O QUE FAZER:
1. No trecho sobre seguros, passe para o inglês a frase "Seguro não é algo para rico, seguro é algo para todos."
2. Transforme em uma lista curta o parágrafo do trecho sobre seguros que começa com "As seguradoras se adaptam", mantendo as informações principais.

TRECHO DO TEXTO:
——————————

Uma casa alagada, com prejuízo de menos de R$ 3,5 mil?
Talvez algumas sejam esse valor, mas algumas sejam mais. Mas a característica do seguro massificado é que há um limite máximo de indenização. É a nossa proteção. Mas é uma discussão super relevante e que a gente tem que fazer. As próximas contratações precisarão levar em conta novos valores, talvez. Buscar um novo equilíbrio.

Foi isso o que aconteceu no pós-pandemia?
Exatamente isso. O seguro de vida subiu a outro patamar depois da Covid. Foi um aprendizado. A venda de seguro de vida pós-pandemia tem sido muito relevante. Por consciência de que podemos morrer, muita gente passou a buscar um seguro acessível. Hoje tenho na Cardif seguro de vida de R$ 10 ou R$ 15 reais por mês. Isso faz com que, em caso de morte, a família não fique totalmente desamparada. É uma realidade positiva para o mercado de seguros, de um jeito ruim. Mas é essa a realidade. Com essas mudanças climáticas, os segmentos ligados a bens também vão buscar equilíbrio. Como seguradora, nosso propósito é oferecer acessibilidade para que todos possam ter cobertura.

Acessibilidade é o mesmo que lançar novos serviços?
As seguradoras se adaptam às demandas do mercado. Se existe demanda, criamos o produto. A gente começou só com prestamista, depois criamos seguro franquia. Aí veio uma demanda nova, e criamos o seguro garantia estendida de três anos e cinco anos. Criamos um seguro para chaves. E a gente foi criando. Até placas solares temos cobertura hoje. Temos o residencial e a proteção de conta. Fomos a primeira seguradora a lançar o seguro Pix há três anos. Logo depois que o Pix foi lançado e começaram a acontecer alguns sequestros. Ou seja, junto com nossos parceiros, vemos o que faz sentido. Temos de proteger a maior quantidade de brasileiros possíveis. E eu queria que todos soubessem que eles podem ter proteção. Seguro não é algo para rico, seguro é algo para todos. É para isso que a gente trabalha.

——————————

DADOS DISPONÍVEIS:
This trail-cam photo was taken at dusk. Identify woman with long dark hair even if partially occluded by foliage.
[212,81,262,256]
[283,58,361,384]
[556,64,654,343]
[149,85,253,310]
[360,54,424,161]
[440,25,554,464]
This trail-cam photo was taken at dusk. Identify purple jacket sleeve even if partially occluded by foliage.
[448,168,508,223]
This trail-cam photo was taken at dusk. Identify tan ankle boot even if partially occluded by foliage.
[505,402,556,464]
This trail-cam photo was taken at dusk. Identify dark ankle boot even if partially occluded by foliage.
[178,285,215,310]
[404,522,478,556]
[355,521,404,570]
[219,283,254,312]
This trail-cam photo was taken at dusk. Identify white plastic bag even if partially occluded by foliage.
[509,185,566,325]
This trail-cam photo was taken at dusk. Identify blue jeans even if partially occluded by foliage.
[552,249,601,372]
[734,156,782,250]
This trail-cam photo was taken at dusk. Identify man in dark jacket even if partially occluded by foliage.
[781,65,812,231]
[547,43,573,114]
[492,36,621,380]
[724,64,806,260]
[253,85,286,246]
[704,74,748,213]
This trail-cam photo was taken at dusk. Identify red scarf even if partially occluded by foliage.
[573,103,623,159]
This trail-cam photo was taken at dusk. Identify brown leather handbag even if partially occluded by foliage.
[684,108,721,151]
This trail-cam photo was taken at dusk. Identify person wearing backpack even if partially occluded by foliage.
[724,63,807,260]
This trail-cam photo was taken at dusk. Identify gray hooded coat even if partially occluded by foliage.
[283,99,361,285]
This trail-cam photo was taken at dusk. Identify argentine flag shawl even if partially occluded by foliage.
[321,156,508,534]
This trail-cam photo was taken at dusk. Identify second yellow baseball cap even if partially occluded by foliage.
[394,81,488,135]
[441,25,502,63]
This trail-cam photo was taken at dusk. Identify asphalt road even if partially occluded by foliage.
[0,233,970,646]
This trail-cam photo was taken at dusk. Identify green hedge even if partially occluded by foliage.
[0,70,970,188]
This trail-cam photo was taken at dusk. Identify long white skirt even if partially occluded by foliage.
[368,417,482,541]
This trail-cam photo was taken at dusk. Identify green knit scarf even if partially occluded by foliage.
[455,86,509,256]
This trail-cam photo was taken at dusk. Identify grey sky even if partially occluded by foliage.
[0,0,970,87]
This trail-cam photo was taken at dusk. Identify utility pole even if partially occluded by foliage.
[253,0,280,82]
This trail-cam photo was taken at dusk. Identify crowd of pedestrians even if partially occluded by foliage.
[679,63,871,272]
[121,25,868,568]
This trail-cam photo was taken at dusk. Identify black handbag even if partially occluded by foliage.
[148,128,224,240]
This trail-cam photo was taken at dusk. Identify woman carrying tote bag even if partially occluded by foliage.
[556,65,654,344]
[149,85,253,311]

——————————

RESPOSTAS DO EXERCÍCIO:
1. Insurance is not something for the rich; insurance is something for everyone.

2.
- As seguradoras criam produtos conforme a demanda do mercado.
- Começaram só com o prestamista e depois criaram o seguro franquia.
- Vieram em seguida a garantia estendida de três e de cinco anos e um seguro para chaves.
- Hoje também cobrem placas solares e oferecem o residencial e a proteção de conta.
- Foram a primeira seguradora a lançar o seguro Pix, há três anos, logo depois do lançamento do Pix, quando começaram alguns sequestros.
- Escolhem os produtos junto com os parceiros, para proteger o maior número possível de brasileiros.
- Seguro não é só para rico, é para todos.